▶ _EXERCISE BRIEF_
Reproduce only the lines that run from the line with "of the black" to the last line of the material, both ends included, exactly as they appear.

··· THE RECORDS ···

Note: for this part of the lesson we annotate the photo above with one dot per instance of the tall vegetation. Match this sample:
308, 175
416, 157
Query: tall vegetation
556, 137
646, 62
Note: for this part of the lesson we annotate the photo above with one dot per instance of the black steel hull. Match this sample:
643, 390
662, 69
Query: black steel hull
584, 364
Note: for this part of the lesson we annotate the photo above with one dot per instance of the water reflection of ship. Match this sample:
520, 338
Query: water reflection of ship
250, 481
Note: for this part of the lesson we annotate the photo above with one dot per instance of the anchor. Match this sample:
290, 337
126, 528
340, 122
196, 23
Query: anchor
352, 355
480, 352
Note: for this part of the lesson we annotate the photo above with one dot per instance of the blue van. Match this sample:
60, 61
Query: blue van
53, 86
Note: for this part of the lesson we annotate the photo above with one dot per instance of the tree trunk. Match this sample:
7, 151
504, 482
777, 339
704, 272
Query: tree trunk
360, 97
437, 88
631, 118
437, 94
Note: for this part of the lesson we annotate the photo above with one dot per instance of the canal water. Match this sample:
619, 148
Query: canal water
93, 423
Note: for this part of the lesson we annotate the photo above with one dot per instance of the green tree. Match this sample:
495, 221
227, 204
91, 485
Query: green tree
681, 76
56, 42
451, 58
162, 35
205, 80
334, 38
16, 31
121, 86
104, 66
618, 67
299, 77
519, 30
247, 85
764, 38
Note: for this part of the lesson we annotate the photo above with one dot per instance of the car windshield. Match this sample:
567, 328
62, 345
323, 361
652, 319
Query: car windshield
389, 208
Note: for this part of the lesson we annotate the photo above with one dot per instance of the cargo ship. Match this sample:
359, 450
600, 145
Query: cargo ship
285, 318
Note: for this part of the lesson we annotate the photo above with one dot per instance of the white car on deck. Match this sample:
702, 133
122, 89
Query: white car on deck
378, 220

···

▶ _ANSWER FOR THIS EXERCISE_
Note: for this part of the lesson we annotate the photo above with one dot per instance of the black steel hull. Match this sample:
643, 390
662, 69
Query: black steel hull
584, 364
Note: for this part of the lesson we annotate the photo above with one dot per instance of the water reflection of ship. Match this sample:
520, 338
Query: water reflection of ship
250, 481
Note: for this part of the lesson we annotate the photo above with one dot per instance of the anchor. Match this sample:
290, 337
126, 528
340, 122
196, 23
Query: anchor
352, 355
480, 352
Note: for this part of the lesson we annotate the photo above with one dot per instance of the blue van. Match this sample:
60, 61
Query: blue van
53, 86
Note: for this part of the lesson we annotate the photo above with one dot per instance of the tree trunk. Match this sample:
7, 151
504, 482
777, 339
704, 272
Query: tree trunk
360, 97
437, 88
631, 118
437, 94
Note: for this part of the lesson we annotate the photo above with one dot per instance of the canal water. Match this sample:
619, 148
Query: canal water
93, 423
Note: for this part of the lesson we annotate the photo above with one dot per instance of the green tree. Match this sample:
495, 221
227, 204
91, 485
Query: green tree
681, 76
56, 42
451, 58
162, 35
205, 80
334, 38
16, 31
121, 86
104, 66
618, 67
299, 77
519, 30
247, 85
764, 38
Note: for this part of the lesson we annotate the photo above with one dot per instance of the car windshield. Match this sample:
567, 328
62, 345
323, 361
652, 319
Query: car windshield
389, 208
Note: for this part of the lesson we annotate the photo above with one dot per instance of the cargo ship. Match this sample:
359, 450
600, 145
Query: cargo ship
285, 318
Note: for this part of the lesson we annotate the photo above with one dot per instance of the white car on deck. Match this sample:
702, 133
122, 89
Query: white car on deck
378, 220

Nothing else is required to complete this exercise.